__Task description__
Starting at the line that has "On this screenshot, the number" and stopping after the line that has "[189,108,201,118]", write out those lines of the listing again, substituting "playing field" for "grass field" and keeping everything else the same.

__Records to process__
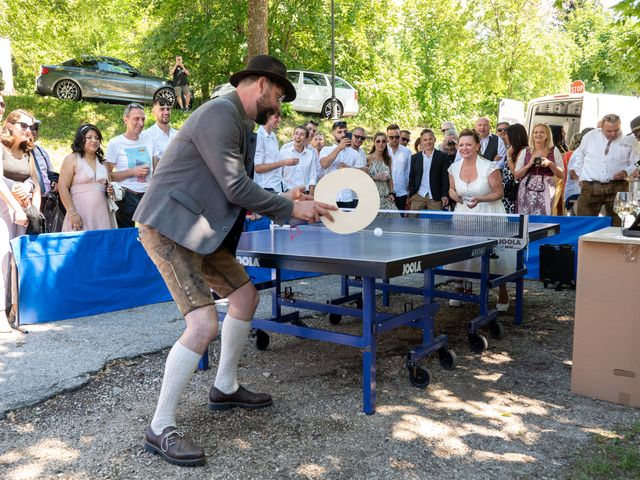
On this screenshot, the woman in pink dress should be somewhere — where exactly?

...

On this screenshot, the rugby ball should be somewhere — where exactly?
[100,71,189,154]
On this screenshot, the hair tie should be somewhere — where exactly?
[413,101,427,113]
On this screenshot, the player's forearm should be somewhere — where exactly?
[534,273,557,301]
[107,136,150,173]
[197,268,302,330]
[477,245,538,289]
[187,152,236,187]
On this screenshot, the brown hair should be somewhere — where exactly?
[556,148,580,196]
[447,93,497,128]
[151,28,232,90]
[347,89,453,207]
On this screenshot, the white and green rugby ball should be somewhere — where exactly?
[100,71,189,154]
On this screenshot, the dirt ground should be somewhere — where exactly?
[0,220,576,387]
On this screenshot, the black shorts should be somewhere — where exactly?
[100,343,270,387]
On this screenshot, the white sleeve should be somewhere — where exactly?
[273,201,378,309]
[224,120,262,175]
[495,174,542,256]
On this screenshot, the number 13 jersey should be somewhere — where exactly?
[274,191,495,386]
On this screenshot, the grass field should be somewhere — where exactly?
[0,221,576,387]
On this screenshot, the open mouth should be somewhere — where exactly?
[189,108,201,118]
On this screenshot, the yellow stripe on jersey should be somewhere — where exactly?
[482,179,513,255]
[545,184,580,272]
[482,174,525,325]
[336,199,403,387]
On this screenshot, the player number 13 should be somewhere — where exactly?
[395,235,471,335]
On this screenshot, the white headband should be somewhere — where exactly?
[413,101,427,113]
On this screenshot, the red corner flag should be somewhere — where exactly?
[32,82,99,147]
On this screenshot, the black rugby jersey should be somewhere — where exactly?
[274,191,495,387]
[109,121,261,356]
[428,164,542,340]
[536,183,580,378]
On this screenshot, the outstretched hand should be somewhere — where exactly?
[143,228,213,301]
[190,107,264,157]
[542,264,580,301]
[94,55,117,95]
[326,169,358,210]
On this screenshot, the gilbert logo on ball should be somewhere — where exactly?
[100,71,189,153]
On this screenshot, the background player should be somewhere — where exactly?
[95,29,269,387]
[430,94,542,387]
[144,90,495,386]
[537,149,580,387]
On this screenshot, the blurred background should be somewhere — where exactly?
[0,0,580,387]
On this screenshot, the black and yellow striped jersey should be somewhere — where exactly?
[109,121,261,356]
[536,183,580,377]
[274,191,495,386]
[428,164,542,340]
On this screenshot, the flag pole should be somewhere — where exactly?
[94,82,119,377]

__Expected output__
On this screenshot, the number 13 jersey should be somewhere — where exactly?
[274,191,495,386]
On this screenshot, the playing field should be somewhere — where exactly?
[0,221,576,387]
On this screenshot, the open mouth should be somewhere — where exactly?
[189,108,201,118]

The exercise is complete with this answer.